_文書本文_:
········

説明

多関節搬送装置及びそれを用いた半導体製造装置

【課題】各モータの同期動作を容易に制御できると共に、省配線化及び小型化を実現できる多関節搬送装置を提供する。
【解決手段】複数のアーム22・・52が互いに関節を介して回転可能に連結され、前記関節に設置された複数のダイレクトドライブ方式のモータ210・・510を有し、該複数の各モータの駆動により前記各アームを回転させて最後の前記アームに搭載した被搬送体を搬送する多関節搬送装置において、前記各モータの制御に必要な電気信号を光信号に変換して伝達する制御装置111と、前記光信号を電気信号に変換すると共に電気信号を光信号に変換する信号変換器21・・41と、前記制御装置からの前記光信号を前記信号変換器に伝達する光通信手段113と、該信号変換器によって変換された前記電気信号によって前記各モータを駆動すると共に前記モータからの前記電気信号に基づいて前記各モータの駆動を制御する。

········

_記録一覧_:
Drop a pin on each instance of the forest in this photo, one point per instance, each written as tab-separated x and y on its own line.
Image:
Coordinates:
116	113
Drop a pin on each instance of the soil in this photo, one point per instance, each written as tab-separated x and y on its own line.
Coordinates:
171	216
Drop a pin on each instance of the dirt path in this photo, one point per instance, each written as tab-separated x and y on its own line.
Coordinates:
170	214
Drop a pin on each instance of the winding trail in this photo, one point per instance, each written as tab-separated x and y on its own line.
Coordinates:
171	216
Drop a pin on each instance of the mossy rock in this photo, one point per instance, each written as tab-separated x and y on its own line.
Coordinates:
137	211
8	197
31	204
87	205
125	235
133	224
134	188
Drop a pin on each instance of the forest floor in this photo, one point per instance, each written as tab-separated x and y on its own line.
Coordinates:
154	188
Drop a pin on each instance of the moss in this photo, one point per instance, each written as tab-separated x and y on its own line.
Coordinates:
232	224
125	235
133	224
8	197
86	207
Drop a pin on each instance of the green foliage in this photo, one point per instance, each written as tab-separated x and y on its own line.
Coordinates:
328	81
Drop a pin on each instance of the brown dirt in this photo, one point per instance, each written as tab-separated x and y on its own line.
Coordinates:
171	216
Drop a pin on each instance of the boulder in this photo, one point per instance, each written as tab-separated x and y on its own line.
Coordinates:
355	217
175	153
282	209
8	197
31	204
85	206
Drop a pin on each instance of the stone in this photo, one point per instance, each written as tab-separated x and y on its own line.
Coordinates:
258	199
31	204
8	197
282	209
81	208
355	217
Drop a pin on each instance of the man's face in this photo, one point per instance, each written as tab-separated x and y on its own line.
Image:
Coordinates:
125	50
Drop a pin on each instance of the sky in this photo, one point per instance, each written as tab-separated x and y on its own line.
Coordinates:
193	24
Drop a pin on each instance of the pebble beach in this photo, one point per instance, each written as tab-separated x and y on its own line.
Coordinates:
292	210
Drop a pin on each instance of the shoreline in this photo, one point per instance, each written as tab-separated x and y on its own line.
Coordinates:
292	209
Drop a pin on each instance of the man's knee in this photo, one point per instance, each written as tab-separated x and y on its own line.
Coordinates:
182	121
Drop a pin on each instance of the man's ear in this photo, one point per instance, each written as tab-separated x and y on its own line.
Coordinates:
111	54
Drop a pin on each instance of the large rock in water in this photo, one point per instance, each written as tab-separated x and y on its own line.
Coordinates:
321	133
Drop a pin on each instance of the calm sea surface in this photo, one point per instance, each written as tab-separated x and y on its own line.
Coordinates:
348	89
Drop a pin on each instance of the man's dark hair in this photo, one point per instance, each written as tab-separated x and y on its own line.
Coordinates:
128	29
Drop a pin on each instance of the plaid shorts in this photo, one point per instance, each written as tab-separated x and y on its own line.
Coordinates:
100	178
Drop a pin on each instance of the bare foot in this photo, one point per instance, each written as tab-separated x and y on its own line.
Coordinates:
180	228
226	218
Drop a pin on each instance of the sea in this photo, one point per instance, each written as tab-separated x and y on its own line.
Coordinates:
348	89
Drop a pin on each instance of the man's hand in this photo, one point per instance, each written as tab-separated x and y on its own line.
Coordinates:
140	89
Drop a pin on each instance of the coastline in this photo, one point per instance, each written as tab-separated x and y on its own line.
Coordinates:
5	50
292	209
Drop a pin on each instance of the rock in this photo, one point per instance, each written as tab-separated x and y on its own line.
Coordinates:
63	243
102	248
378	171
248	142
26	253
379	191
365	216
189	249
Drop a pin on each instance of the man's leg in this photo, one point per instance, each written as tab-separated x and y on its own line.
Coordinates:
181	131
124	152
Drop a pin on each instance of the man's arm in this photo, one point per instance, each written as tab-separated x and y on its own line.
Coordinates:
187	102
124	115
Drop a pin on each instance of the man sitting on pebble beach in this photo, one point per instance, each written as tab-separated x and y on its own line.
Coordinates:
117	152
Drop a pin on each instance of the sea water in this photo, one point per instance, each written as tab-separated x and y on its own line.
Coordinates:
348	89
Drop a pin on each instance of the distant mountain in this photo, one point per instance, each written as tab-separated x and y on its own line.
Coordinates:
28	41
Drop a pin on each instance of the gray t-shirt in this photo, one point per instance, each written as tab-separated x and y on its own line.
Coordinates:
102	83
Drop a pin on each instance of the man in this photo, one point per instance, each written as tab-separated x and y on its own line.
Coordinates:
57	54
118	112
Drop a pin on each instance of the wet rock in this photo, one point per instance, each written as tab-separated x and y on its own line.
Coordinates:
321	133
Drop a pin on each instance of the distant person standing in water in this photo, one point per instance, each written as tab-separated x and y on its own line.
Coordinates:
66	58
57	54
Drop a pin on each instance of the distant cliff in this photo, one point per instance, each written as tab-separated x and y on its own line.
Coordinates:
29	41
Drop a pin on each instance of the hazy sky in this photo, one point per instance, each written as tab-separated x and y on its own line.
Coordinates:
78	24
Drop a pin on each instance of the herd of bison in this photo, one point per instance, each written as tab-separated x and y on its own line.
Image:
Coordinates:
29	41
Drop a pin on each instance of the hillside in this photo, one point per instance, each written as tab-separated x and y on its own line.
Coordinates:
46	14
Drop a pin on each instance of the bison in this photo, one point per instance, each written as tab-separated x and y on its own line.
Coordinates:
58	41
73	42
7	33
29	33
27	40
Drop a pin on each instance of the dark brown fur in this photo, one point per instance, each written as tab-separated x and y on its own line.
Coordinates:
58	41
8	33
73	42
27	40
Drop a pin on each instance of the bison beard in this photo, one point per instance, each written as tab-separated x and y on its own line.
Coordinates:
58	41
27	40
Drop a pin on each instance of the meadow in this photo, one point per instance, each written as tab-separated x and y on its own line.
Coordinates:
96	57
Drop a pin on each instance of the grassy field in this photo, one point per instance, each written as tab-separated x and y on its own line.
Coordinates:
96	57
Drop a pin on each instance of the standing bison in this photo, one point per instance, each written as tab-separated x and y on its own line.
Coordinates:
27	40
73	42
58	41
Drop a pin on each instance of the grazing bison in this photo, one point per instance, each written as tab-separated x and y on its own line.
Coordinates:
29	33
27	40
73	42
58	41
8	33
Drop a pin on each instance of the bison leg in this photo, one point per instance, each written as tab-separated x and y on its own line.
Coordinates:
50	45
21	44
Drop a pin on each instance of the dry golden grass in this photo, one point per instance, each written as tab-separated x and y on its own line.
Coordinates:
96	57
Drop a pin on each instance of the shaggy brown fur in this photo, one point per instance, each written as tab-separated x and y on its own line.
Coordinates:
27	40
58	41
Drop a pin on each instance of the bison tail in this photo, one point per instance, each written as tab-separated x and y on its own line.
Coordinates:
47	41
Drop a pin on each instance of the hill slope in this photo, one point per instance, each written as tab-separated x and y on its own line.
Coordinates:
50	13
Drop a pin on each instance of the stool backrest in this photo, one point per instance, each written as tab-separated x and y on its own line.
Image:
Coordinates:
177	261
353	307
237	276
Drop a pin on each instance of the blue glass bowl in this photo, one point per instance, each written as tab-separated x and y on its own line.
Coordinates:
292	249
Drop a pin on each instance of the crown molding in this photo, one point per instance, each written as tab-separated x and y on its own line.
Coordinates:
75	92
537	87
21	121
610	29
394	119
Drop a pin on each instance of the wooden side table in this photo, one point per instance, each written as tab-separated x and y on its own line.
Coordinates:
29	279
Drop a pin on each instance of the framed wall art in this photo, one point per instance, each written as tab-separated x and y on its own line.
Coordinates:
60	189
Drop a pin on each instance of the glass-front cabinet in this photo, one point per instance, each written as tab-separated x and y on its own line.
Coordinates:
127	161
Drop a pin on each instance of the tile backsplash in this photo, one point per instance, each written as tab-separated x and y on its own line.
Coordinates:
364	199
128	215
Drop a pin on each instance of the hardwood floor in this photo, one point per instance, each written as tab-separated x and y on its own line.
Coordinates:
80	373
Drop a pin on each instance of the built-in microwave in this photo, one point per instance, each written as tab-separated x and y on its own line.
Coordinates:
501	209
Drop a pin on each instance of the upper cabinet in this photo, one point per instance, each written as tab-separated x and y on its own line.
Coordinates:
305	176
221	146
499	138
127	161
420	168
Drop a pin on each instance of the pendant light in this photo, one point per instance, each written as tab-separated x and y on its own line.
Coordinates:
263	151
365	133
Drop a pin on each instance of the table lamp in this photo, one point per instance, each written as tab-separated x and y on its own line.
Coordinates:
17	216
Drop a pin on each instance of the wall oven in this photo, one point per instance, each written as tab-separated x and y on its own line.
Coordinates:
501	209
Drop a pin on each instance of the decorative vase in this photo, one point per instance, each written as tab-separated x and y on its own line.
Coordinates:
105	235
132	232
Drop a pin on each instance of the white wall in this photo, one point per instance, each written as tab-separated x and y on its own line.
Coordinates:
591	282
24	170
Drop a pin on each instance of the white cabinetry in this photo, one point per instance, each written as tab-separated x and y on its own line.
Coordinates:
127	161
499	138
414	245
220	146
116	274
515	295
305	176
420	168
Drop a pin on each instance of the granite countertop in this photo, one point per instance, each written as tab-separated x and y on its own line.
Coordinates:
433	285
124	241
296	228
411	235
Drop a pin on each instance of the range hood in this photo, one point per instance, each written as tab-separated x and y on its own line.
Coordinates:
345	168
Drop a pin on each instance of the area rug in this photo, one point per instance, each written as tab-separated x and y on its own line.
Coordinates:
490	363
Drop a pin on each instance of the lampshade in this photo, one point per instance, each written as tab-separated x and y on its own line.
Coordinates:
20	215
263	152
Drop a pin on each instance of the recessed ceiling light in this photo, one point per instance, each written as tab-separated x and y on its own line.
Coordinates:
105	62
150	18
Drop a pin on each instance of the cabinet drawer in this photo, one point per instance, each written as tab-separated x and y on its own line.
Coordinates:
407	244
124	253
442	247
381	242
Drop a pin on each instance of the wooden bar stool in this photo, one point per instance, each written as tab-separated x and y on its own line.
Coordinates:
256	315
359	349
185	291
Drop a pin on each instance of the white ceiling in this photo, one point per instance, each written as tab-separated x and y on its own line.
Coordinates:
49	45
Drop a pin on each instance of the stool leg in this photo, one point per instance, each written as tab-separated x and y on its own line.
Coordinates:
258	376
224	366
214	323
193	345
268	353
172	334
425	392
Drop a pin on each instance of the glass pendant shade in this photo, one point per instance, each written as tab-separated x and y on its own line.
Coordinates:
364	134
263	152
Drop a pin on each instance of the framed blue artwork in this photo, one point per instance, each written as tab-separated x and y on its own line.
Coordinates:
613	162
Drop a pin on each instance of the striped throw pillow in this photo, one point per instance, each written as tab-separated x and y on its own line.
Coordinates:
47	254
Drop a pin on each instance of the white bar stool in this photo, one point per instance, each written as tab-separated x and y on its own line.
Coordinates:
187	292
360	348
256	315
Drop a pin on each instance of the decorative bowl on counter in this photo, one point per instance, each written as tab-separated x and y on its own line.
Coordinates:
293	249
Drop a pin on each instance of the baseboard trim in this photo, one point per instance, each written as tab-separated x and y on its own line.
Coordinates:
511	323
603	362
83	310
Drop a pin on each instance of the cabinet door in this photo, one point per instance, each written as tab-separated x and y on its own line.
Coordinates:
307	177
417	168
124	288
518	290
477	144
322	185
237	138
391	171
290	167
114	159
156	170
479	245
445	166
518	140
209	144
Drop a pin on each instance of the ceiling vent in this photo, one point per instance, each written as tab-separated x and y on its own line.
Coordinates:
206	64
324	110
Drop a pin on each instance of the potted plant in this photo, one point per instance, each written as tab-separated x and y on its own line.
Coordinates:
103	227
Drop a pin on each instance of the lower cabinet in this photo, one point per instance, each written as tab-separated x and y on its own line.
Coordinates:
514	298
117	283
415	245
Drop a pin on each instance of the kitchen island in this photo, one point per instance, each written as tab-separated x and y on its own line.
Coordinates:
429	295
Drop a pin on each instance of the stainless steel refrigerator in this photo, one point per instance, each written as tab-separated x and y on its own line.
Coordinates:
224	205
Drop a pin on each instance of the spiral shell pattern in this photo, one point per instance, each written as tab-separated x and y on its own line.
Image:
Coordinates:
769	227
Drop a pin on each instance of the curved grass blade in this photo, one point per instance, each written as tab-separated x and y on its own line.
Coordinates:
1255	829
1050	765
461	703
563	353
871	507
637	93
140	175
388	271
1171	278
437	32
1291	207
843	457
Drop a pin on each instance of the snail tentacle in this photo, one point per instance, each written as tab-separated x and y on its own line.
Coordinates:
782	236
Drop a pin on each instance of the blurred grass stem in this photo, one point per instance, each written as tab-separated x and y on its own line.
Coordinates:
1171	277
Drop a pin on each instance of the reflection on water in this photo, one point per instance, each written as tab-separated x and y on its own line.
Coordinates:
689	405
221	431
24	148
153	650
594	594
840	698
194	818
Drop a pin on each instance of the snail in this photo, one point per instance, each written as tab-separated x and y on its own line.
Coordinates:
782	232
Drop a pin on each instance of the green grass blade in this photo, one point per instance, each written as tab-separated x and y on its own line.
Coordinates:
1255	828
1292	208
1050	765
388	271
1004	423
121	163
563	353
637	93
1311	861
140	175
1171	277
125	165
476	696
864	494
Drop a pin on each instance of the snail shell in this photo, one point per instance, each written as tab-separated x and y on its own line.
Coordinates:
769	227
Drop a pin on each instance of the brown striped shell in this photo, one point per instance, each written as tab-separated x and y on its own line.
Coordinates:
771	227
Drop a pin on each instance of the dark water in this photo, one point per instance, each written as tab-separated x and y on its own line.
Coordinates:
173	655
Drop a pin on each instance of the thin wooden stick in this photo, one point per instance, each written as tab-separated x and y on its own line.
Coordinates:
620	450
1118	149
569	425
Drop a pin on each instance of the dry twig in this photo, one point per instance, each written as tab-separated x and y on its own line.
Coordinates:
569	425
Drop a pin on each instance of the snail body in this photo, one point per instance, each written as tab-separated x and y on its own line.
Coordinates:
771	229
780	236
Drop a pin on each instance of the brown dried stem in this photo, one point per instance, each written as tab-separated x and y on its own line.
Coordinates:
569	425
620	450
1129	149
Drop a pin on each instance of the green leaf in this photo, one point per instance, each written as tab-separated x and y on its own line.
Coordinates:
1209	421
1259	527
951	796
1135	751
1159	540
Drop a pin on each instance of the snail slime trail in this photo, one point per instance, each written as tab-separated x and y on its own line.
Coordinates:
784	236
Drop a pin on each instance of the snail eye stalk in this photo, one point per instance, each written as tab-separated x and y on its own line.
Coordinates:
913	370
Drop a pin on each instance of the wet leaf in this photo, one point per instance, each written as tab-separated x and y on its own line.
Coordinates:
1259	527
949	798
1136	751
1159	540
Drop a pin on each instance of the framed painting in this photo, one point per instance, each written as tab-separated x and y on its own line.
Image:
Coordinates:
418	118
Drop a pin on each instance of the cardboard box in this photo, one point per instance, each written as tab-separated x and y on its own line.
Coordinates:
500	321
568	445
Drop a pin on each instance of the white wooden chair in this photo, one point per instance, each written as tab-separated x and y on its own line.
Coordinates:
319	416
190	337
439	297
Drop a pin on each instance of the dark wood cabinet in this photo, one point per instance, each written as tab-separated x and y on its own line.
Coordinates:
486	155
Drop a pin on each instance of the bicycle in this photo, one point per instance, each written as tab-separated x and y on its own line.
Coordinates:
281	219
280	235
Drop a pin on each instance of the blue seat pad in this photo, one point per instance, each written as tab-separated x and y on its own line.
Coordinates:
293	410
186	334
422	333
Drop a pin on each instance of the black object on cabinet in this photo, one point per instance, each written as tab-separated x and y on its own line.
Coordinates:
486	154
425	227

········

_問題の内容_:
多関節搬送装置の説明文について、次の問いに答えよ。
(a) 【課題】では、各モータのどのような動作を容易に制御できるとしているか。
(b) 関節に設置された複数のモータは、どのような方式のものか。
(c) 制御装置からの光信号を信号変換器に伝達するものは何か。

_解答全文_:
(a) 各モータの同期動作
(b) ダイレクトドライブ方式
(c) 光通信手段113